Text segment
Percy Adams of Woore Hall was one of North Staffordshire’s most accomplished historians particularly in his study of the Adam’s family of potters. He was certainly ahead of his times when it came to ancestral research into many well-known Staffordshire families. But perhaps his most important contribution was his restoration of Trubshaw Cross in 1949 that lit up the shadows of a world that was nearly lost forever.

“His research into Tunstall’s byways provided an insight to what the terrain looked like before the invasion of communications in the course of the Industrial Revolution,” says historian Steve Birks. “Can you imagine a winding lane from the rudimentary hamlet of Burslem crossing dangerous marshland and open ditches before it reached Newcastle? We have inklings as to what this looked like in a Parliamentary Act for a Turnpike Road in 1762 describing it as ‘going by Trubsharv Cross, and the Tan-House in Wolstanton. Down Sparks Hollow and over a common field called Brampton, to Newcastle.’ But Percy Adams takes us farther back than this.”

Trubshaw Cross connected a minor lane to Tunstall with the packhorse lane from Burslem. These days I wouldn’t advocate dodging the unremitting traffic to reach the island refuge. But if you do manage to get to it, say on a quiet day, you will see some modest carved lettering on the base of the cross informing you that Thomas Trobbeschawe was a juror at the great court of Tunstall during the reign of Richard II in 1378.

Data listing
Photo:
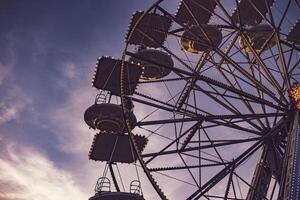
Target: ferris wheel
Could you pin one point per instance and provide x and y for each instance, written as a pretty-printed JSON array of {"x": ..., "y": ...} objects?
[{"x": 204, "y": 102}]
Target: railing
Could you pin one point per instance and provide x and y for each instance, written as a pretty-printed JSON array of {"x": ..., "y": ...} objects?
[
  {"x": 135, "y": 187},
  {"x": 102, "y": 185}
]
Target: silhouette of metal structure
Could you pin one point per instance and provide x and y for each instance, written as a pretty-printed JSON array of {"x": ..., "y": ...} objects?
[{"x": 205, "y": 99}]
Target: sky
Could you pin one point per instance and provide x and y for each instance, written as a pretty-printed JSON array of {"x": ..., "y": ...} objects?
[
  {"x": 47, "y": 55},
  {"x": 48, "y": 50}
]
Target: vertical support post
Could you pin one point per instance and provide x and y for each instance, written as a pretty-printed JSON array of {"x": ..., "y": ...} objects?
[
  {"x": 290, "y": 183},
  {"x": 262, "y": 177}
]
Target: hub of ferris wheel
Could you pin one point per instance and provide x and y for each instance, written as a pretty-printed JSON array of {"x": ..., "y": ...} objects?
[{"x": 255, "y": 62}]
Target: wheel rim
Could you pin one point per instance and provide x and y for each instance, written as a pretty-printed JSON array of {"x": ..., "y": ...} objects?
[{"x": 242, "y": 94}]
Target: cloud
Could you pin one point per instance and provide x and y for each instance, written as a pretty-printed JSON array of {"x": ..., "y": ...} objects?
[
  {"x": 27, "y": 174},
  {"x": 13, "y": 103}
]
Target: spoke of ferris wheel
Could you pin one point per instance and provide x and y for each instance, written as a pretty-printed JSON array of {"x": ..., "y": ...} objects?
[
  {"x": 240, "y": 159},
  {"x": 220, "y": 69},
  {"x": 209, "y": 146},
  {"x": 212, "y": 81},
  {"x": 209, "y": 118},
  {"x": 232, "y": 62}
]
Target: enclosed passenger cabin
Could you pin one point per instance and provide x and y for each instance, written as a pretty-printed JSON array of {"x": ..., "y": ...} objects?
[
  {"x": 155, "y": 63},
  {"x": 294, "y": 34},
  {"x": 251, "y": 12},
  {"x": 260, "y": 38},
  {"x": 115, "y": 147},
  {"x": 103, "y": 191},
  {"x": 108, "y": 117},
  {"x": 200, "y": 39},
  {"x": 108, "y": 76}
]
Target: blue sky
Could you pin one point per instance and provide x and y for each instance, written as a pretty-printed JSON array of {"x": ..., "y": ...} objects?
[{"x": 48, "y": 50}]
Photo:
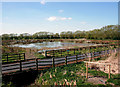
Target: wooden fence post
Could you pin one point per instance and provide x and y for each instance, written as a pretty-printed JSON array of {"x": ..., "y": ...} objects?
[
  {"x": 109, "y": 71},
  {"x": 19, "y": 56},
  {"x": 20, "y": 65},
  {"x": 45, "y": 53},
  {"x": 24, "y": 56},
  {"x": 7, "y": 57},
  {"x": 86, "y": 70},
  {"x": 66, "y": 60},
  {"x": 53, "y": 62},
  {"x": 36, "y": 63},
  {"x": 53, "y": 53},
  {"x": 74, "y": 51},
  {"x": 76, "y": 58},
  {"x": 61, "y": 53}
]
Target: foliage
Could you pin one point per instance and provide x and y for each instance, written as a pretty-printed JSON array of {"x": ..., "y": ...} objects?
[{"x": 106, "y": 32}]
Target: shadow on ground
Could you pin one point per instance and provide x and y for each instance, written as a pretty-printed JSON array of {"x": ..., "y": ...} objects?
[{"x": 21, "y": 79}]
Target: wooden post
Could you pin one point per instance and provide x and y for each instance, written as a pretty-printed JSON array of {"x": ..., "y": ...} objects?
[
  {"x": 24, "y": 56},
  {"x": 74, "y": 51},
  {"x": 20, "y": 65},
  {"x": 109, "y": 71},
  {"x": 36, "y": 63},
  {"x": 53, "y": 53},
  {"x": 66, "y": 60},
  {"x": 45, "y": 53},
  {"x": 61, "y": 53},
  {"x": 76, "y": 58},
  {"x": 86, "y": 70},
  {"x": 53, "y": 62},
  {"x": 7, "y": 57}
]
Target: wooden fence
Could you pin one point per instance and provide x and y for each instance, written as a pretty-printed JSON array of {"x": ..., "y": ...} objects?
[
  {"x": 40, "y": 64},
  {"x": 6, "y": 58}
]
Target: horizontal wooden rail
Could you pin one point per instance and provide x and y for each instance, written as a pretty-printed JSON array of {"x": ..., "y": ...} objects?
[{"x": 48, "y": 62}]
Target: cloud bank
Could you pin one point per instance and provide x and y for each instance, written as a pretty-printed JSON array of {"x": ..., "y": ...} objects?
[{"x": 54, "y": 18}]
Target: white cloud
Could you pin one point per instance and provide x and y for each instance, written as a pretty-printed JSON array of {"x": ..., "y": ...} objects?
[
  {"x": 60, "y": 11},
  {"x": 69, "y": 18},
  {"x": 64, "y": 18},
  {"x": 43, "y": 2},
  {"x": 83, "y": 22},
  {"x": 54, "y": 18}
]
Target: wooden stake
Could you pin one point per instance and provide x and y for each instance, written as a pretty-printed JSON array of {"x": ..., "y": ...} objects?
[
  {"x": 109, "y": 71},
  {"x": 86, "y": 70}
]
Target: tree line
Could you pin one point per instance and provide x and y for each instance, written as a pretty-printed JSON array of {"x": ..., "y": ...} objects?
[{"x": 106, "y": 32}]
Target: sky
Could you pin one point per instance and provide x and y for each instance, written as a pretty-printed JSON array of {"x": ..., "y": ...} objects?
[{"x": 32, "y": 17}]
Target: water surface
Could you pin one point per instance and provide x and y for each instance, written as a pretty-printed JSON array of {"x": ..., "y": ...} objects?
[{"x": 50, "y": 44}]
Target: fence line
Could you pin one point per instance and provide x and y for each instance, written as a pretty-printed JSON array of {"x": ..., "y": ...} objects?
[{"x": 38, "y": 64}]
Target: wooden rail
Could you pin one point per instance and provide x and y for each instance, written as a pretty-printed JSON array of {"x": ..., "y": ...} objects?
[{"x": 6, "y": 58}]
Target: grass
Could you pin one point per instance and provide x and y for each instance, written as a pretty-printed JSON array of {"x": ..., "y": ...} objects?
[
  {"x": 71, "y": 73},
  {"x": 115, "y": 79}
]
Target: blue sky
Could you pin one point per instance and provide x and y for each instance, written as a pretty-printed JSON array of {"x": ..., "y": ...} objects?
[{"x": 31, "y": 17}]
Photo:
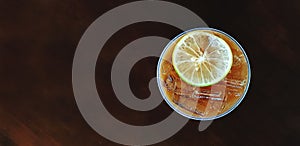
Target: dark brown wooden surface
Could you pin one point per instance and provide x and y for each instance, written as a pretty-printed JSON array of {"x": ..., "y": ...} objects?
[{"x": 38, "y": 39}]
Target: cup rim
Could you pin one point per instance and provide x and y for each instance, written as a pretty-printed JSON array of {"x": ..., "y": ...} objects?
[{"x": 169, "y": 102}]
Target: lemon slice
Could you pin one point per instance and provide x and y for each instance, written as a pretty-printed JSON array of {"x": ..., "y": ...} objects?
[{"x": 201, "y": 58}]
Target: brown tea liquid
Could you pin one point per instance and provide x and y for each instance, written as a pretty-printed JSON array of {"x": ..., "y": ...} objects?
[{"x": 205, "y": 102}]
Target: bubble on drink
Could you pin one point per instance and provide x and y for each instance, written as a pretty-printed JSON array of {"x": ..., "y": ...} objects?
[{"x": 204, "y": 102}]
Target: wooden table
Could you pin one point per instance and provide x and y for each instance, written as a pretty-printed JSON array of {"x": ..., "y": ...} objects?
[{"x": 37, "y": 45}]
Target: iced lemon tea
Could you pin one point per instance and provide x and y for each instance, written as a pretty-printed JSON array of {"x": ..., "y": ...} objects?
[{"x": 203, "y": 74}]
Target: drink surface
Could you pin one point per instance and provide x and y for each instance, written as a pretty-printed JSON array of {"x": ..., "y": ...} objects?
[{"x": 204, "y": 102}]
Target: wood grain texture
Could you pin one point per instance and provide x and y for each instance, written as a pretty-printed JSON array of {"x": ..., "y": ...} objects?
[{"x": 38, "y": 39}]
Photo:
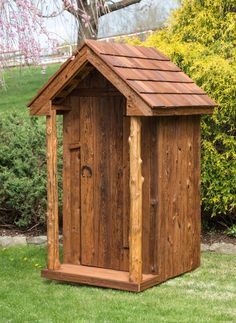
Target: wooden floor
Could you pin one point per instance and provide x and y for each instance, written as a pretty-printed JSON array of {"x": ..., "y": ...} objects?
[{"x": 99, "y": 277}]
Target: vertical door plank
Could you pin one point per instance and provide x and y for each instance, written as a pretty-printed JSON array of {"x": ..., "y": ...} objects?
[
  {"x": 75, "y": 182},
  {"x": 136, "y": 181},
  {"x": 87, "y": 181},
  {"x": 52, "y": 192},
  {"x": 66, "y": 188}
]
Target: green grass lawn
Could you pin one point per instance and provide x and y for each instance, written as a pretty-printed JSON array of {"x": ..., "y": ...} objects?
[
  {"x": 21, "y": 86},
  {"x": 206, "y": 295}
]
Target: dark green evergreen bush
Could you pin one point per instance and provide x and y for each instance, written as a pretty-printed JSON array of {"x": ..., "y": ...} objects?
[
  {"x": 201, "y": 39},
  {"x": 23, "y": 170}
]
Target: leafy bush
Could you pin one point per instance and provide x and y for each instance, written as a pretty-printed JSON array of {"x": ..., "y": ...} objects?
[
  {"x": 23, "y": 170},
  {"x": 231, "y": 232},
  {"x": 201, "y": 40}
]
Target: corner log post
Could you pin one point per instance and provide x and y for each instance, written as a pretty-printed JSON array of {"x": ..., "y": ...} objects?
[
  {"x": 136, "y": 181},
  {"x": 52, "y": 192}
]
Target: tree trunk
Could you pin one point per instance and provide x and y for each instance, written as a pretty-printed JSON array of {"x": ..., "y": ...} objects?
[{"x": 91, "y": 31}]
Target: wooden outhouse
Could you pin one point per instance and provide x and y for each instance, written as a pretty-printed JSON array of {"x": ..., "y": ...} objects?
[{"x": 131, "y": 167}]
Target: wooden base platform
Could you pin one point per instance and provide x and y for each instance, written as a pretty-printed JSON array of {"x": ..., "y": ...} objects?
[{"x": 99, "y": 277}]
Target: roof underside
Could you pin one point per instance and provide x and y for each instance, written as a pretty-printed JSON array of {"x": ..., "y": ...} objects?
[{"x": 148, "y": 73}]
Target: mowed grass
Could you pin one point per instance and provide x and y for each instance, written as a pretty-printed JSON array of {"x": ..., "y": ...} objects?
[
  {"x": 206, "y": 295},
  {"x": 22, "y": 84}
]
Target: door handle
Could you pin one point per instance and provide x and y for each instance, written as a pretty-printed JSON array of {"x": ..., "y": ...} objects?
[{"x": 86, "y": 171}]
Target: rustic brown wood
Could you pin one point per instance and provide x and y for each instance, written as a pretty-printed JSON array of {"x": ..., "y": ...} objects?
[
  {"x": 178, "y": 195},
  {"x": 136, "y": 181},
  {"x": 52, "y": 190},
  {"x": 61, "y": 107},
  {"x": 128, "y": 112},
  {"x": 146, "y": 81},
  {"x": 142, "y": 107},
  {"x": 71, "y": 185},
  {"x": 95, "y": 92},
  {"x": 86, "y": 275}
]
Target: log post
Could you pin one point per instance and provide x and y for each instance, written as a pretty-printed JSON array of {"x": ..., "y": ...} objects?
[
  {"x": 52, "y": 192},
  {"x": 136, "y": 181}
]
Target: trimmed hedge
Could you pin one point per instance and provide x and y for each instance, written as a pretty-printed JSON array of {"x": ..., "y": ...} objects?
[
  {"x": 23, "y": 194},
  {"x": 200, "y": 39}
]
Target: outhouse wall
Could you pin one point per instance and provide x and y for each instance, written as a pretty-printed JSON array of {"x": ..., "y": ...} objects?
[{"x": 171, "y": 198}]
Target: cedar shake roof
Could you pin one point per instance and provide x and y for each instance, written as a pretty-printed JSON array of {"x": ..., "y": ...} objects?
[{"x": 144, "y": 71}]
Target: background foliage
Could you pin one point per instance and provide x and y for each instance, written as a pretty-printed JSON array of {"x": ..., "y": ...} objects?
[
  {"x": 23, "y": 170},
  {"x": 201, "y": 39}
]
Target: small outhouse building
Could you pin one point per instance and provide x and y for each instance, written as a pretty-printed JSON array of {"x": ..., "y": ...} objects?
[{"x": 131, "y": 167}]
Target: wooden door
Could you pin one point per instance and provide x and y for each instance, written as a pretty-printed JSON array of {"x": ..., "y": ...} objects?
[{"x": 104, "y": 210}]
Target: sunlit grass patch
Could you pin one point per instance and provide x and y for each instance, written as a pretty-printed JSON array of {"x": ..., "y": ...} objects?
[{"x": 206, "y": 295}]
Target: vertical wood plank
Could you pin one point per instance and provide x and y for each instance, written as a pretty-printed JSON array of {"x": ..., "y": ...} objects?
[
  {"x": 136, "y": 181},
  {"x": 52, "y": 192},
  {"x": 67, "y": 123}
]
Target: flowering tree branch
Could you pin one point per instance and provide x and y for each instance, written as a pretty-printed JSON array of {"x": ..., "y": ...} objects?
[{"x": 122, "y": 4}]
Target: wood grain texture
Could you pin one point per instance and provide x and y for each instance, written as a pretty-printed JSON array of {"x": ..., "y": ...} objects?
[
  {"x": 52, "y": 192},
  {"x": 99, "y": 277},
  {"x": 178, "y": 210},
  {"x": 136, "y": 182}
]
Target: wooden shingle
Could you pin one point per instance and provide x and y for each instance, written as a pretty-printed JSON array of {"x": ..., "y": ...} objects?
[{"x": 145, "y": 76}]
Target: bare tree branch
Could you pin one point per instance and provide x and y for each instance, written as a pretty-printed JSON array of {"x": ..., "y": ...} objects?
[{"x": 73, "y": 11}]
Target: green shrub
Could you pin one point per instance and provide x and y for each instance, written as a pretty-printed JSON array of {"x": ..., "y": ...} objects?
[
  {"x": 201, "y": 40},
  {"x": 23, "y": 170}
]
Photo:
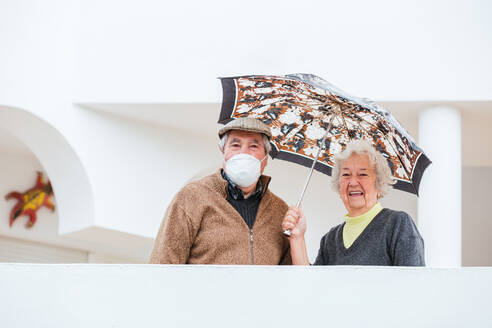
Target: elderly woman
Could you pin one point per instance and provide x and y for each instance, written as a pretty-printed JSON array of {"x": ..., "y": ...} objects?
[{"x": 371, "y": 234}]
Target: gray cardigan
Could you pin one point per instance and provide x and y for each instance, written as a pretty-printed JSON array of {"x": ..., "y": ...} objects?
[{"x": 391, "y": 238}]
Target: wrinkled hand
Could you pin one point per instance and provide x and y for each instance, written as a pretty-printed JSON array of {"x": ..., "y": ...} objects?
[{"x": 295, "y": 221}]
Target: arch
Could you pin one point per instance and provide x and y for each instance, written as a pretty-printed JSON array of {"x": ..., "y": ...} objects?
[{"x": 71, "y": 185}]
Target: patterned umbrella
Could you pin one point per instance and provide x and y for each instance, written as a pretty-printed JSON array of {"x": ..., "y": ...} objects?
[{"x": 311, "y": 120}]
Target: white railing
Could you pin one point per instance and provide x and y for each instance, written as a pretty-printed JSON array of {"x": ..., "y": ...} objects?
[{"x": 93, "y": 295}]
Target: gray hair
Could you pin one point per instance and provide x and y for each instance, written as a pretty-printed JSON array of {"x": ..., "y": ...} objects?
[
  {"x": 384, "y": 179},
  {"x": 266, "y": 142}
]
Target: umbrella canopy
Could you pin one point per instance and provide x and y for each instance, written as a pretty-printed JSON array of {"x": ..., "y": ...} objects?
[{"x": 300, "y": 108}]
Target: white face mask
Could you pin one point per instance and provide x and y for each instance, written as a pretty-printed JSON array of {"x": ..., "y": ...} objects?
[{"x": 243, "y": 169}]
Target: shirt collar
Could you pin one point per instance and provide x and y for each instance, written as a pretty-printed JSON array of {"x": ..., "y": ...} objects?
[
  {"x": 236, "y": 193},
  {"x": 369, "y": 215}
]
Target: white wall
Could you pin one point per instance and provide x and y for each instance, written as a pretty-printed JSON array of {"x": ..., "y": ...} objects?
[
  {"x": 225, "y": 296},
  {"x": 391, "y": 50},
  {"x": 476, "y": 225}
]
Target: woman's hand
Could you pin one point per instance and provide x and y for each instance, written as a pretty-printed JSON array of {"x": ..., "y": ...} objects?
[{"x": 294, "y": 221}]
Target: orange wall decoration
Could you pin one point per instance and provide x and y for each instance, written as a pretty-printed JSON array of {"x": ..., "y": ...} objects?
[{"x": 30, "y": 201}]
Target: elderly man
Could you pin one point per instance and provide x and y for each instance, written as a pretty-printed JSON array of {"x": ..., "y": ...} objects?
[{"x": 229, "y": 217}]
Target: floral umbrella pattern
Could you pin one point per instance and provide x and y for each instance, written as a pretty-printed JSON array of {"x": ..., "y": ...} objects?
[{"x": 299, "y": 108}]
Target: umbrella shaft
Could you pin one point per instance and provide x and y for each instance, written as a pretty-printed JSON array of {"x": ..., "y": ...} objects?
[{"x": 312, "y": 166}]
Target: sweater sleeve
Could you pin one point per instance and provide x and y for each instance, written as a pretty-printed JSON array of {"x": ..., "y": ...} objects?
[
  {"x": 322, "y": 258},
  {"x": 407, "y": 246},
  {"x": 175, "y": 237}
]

Required work
- A) Decide whether each statement agrees with the Trubshaw Cross text. Answer yes or no for each and quote the words from the text that settle it.
(i) Percy Adams restored Trubshaw Cross in 1949.
(ii) The Parliamentary Act for a Turnpike Road dates from 1778.
(iii) The lettering on the base of the cross records that Thomas Trobbeschawe served as a juror at the great court of Tunstall.
- B) Extend the Trubshaw Cross text with the next part, starting after its last sentence.

In response
- A)
(i) Yes: "his restoration of Trubshaw Cross in 1949"
(ii) No: "a Parliamentary Act for a Turnpike Road in 1762"
(iii) Yes: "Thomas Trobbeschawe was a juror at the great court of Tunstall during the reign of Richard II in 1378."

- B)
“Adams identified the stone base as being of Saxon origin, and yet we only have fragments of confirmation indicating that this was part of tiny community known as Longbridge,” continues Steve. “In fact it was an important intersection on a raised level from where a lengthy line of stones and a wooden bridge reached out to ford the marshland and a frequently flooded Fowlea Brook on its way to Newcastle.”

It is easy to speculate that the site was marked by a medieval cross to provide a focal point through what must have been dangerous terrain. Such intersections were identified as much for safety reasons and for location identifiers as for ancient religious gathering places.

“Over a long time the cross at Trubshaw had often been threatened with removal for being gratuitous,” comments Steve. “In fact Ward notes in 1843 that only the stone base remained even though a handsome lamp post had been erected alongside it. He also remarked that the road still ‘maintained its former rude character,’ which presumably meant the surface, was in a pretty bad shape.”

Ward would have seen the line of the road much as we see it today. But only a few years earlier the stretch that turns left from Trubshaw Cross to Porthill wasn’t there. Instead the road went straight on passing by today’s Westport Lake.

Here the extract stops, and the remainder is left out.